Boundary annotation records:
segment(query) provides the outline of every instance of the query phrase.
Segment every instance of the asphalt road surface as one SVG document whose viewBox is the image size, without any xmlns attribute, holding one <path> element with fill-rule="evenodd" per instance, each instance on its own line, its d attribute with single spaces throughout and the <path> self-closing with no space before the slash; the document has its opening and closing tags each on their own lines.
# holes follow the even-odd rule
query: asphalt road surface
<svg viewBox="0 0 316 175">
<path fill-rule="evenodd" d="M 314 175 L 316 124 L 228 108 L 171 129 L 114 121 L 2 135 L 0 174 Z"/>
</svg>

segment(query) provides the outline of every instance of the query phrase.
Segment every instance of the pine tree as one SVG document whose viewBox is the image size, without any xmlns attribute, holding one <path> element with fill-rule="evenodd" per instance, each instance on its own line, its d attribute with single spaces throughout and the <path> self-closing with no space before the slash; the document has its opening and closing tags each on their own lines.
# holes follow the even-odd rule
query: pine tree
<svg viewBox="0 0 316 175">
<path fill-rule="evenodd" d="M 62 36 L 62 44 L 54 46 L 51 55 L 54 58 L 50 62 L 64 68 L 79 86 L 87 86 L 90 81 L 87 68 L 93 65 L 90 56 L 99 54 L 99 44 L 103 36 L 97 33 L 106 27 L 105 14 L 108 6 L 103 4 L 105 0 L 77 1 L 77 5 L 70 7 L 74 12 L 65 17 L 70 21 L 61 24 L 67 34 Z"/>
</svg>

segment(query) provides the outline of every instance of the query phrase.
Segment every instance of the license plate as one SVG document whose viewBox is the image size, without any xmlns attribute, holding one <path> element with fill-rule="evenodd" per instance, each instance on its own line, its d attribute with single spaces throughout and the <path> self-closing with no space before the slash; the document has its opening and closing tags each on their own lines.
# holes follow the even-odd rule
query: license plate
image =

** AIM OF THE EXERCISE **
Produce an exact copy of the whole listing.

** COMPLETED EXERCISE **
segment(query) provides the outline of every instance of the query phrase.
Segment every instance of the asphalt road surface as one SVG document whose viewBox is the image size, without any xmlns attribute, holding one <path> element with fill-rule="evenodd" per instance, each instance on its own line, its d attribute with single spaces throughout and the <path> self-closing with no space before the slash; the document has its opening and closing tags each on their own lines.
# holes follow the even-odd rule
query: asphalt road surface
<svg viewBox="0 0 316 175">
<path fill-rule="evenodd" d="M 314 175 L 316 124 L 228 108 L 171 129 L 114 121 L 2 135 L 0 174 Z"/>
</svg>

segment(query) provides the outline of every instance of the query phrase.
Segment every instance of the pine tree as one SVG document whose viewBox is the image size, without any xmlns attribute, holding one <path> element with fill-rule="evenodd" per instance, each instance on its own line, its d attribute with single spaces throughout and the <path> self-closing with no space before the slash; the document has its opening and closing tags each on their own lines.
# holes follow the even-odd rule
query: pine tree
<svg viewBox="0 0 316 175">
<path fill-rule="evenodd" d="M 62 36 L 62 44 L 54 46 L 51 55 L 54 58 L 50 62 L 64 68 L 79 86 L 87 86 L 90 81 L 87 68 L 93 65 L 90 56 L 99 54 L 99 44 L 103 36 L 97 33 L 106 27 L 105 14 L 108 6 L 103 4 L 105 0 L 77 1 L 77 5 L 70 7 L 74 12 L 65 17 L 70 21 L 61 24 L 67 34 Z"/>
</svg>

segment(query) provides the outline of every instance of the query phrase.
Segment every instance of the license plate as one SVG document whose viewBox is the image size, without any xmlns attribute, holding one <path> element with fill-rule="evenodd" per instance, each instance on its own line, its d attribute with single spaces throughout and the <path> self-closing with no space before the slash; the document has its opening and closing tags each on their own lines.
# holes follow the even-odd rule
query: license plate
image =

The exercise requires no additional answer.